### Work order
Give back the lines below exactly, but do not include any pictures.

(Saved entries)
┏━━

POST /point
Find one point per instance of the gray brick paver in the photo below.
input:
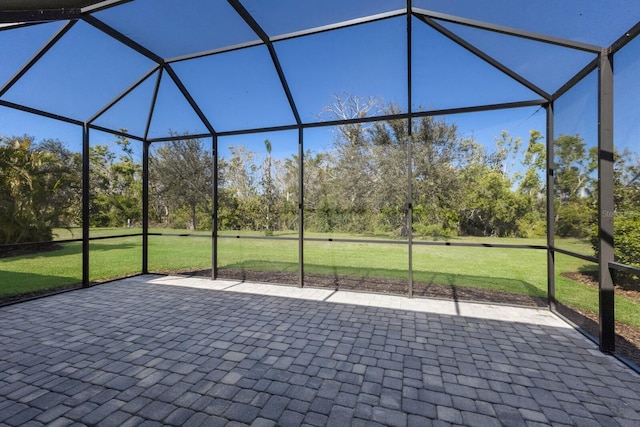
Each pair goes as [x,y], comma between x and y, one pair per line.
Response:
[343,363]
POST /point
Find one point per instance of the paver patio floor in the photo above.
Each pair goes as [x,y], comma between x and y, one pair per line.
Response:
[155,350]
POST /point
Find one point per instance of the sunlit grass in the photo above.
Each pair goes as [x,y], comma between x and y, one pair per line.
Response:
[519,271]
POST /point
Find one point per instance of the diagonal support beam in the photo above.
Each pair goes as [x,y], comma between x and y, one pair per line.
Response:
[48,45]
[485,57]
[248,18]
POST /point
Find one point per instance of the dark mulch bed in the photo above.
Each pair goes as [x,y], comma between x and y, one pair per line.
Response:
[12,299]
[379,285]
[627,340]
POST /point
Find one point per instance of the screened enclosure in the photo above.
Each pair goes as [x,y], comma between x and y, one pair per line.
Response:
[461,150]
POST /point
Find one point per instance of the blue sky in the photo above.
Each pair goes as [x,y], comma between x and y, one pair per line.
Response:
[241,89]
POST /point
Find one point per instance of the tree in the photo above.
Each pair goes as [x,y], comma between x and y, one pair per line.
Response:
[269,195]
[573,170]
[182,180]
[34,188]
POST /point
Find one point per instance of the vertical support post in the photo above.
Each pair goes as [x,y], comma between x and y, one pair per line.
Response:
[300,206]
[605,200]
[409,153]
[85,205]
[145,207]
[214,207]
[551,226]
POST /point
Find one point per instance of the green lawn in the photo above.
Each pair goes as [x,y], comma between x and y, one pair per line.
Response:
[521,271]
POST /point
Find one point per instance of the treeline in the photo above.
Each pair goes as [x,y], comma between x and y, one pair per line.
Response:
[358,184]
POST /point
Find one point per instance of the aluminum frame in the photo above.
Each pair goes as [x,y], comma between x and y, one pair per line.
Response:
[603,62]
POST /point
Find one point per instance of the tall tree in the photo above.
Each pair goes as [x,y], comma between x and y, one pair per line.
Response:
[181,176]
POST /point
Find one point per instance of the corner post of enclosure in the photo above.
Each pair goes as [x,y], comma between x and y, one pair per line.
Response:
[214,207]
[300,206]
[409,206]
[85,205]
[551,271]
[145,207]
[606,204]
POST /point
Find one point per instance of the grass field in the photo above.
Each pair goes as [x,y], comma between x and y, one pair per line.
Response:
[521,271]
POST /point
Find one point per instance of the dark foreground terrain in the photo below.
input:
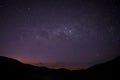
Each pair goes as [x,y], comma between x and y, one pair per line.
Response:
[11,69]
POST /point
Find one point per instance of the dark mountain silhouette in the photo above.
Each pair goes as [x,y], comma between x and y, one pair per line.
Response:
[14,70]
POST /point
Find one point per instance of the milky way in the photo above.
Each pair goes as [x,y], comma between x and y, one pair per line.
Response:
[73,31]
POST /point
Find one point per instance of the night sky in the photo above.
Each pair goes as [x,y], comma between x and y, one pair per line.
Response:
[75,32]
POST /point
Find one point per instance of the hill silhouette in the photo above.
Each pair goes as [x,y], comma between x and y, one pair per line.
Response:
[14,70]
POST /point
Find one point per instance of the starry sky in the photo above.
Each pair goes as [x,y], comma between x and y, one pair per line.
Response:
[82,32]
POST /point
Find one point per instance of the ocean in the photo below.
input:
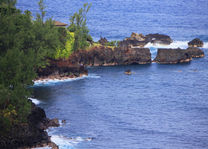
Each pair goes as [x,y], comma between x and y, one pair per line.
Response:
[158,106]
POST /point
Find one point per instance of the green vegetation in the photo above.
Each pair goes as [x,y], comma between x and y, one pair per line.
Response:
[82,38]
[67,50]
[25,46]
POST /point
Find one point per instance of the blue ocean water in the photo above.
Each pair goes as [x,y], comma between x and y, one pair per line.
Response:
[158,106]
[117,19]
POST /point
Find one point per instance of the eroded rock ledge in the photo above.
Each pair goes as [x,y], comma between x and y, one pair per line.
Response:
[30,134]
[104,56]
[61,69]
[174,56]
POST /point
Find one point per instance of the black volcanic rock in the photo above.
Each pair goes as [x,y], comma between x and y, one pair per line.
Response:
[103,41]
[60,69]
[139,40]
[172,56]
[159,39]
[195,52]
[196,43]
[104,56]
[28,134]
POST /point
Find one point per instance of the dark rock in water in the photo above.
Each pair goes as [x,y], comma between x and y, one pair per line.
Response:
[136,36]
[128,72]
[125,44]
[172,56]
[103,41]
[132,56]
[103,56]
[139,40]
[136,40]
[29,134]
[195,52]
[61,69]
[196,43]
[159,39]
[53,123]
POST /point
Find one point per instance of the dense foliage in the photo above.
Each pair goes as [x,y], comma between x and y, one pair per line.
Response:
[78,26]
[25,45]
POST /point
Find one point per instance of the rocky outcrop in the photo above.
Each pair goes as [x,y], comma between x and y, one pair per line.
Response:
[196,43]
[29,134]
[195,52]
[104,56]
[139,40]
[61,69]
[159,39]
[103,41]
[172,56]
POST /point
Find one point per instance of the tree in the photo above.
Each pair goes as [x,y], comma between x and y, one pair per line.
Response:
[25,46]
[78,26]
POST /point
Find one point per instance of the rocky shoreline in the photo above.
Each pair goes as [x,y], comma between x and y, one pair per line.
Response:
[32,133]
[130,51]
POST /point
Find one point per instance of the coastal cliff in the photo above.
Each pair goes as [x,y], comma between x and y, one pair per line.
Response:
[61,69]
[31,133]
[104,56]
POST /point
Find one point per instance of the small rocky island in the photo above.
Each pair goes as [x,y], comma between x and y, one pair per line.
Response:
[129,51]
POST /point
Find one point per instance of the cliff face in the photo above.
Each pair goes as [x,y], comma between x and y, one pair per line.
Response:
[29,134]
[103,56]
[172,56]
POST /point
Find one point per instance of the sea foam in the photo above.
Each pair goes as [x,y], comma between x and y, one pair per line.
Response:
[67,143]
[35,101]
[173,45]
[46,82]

┗━━

### Response below
POST /point
Find one point per instance of the gray brick paver in the photo below.
input:
Each pair goes as [x,y], comma between x and y, one pair per line.
Response:
[343,363]
POST /point
Find one point per instance of the paver patio floor in the photo above.
Each pair goes as [x,y], comma between x and y, one pair per line.
Response:
[155,350]
POST /point
Find one point per instance of the sunlit grass in the photo above.
Each pair goes as [x,y], comma between x and y, one pair per line.
Response:
[519,271]
POST /point
Find one point per instance of the diagonal support beam in the photo above.
Each pair goes as [x,y], comma between x and y, one pair per line.
Response:
[48,45]
[485,57]
[248,18]
POST /point
Find one point per instance of the dark mulch bed in the photo above.
Each pair goes as [x,y], comma between x and y, one pair per line.
Response:
[12,299]
[379,285]
[627,340]
POST /point
Find one point per instance of the screened enclosure in the photo above.
Each pair goes as [x,y], comma between x and y, one pair per line.
Response:
[461,150]
POST /point
Find one point per instance of the blue sky in the photo above.
Each pair goes as [x,y], comma between x and y, one pair per line.
Response:
[241,89]
POST /point
Find one point per instance of the tree in the photo above.
Each pair goes as [x,y], comma between x and y, one pair per line.
Response:
[269,195]
[573,170]
[182,180]
[34,188]
POST /point
Find one point per instance of the vertical support post in the photo above.
Each pair goes as [x,y], comma between x and y, one pair per line.
Response:
[300,206]
[605,200]
[409,153]
[85,205]
[145,207]
[214,207]
[551,226]
POST /point
Find one point per instance of the green lawn in the photo above.
Each pair goes as [x,y], comma between x and y, one pair per line.
Response:
[521,271]
POST /point
Find one point per instance of the treeline in the photo above.
Each pair goes as [x,y], comma between x and y, one pair per line.
Response:
[358,184]
POST /point
Find one point per instance of the aluminum frame in the photo above.
Each pair goes as [x,y], comma between x and y, one pair per line.
Response:
[603,62]
POST /point
Find one point per instance of the tall tree in the photo above.
Each pair goes as [x,y], comma between x and y, one pair per line.
Response:
[181,176]
POST /point
Find one point per instance of the corner post of enclosure in the photo above.
Each pair goes as [x,y], comma between x and y, one pair per line.
Response:
[214,207]
[300,206]
[409,206]
[85,205]
[551,271]
[145,207]
[606,204]
POST /point
Find one point per instance of the grass field in the photo above.
Each pair goes as [x,y], comma between x and y, one pair per line.
Response:
[521,271]
POST /point
Find one point per instance of the dark foreground terrain in the photo below.
input:
Each pair goes as [x,y], comma between x and y, one pair per line.
Response:
[11,69]
POST /point
Find one point per instance of the dark mountain silhouette in the photo above.
Each pair goes as [x,y], comma between x and y, one pair per line.
Response:
[14,70]
POST /point
Find one point per instance of the milky way in the photo above.
Each pair goes as [x,y], comma between x and y, one pair per line.
Response:
[73,31]
POST /point
Find one point per instance of the night sky in the photo above.
Each pair goes as [x,y], comma between x and y, one pair per line.
Response:
[75,32]
POST /point
Find one point per instance of the hill silhouette in the photo above.
Each pair goes as [x,y], comma between x and y, one pair per line.
Response:
[14,70]
POST /point
Find one point per instance of the starry sky in the photo above.
Each pair goes as [x,y], comma between x and y, one pair per line.
Response:
[82,32]
POST /point
Find one point per instance of the ocean in the photo below.
input:
Each pair goes as [x,y], comma between x and y, one pair per line.
Response:
[158,106]
POST /point
Find one point per instance of the green vegetation in the photo above.
Each pair goes as [x,y], comma between x and y, one pair per line.
Response:
[82,38]
[67,50]
[25,46]
POST /point
Find one point per instance of the blue ocean water in the photo above.
Each pair goes as [x,y], comma between x and y, one pair per line.
Response:
[158,106]
[117,19]
POST /point
Find one point per instance of the eroded rock ledge in the photo above.
Each pair goes as [x,y], comma between x and y, one pair per line.
Response:
[30,134]
[104,56]
[61,69]
[174,56]
POST /point
Find one point per instance of the black volcanic rock in the photo above.
Each pair goes as [x,y], comma between x and y, one pair per line.
Response:
[103,41]
[60,69]
[139,40]
[172,56]
[159,39]
[195,52]
[196,43]
[104,56]
[28,134]
POST /point
Find one point per instance of the dark rock in water in the photo above.
Each pair goes as [x,y], comma between x and y, one pair per line.
Response:
[136,36]
[128,72]
[125,44]
[172,56]
[103,41]
[132,56]
[103,56]
[139,40]
[136,40]
[29,134]
[195,52]
[61,69]
[196,43]
[159,39]
[53,123]
POST /point
Find one point per instance of the dense foliage in the photo above.
Each pair goes as [x,y], comma between x and y, one pair per line.
Response:
[78,26]
[25,45]
POST /point
Find one point per instance of the rocky outcrop in the photo above.
Each pair goes as [x,y], comma between x and y, one pair per line.
Response:
[196,43]
[29,134]
[195,52]
[104,56]
[139,40]
[61,69]
[159,39]
[103,41]
[172,56]
POST /point
Find one point per instance of the tree in the photo above.
Each pair goes as [x,y], comma between x and y, one pair per line.
Response:
[25,46]
[78,26]
POST /point
Find one point per instance of the rocky shoreline in the photo above.
Each pair goes as [x,y], comma between x and y, one pair per line.
Response:
[32,133]
[130,51]
POST /point
Find one point per instance of the coastal cliff in the photo above.
Each pair goes as [x,y], comma between x and y, one pair per line.
Response:
[61,69]
[31,133]
[104,56]
POST /point
Find one point per instance of the small rocky island in the photo above.
Each pair goes as [x,y], comma between x and y, one pair per line.
Response:
[129,51]
POST /point
Find one point per instance of the cliff face in the photo above.
Each pair goes as [x,y], comma between x and y, one pair per line.
Response:
[29,134]
[103,56]
[172,56]
POST /point
Find one point per instance of the sea foam in the photo above.
Each pair goes as [x,y], comma between x and y, one pair per line.
Response:
[67,143]
[35,101]
[173,45]
[46,82]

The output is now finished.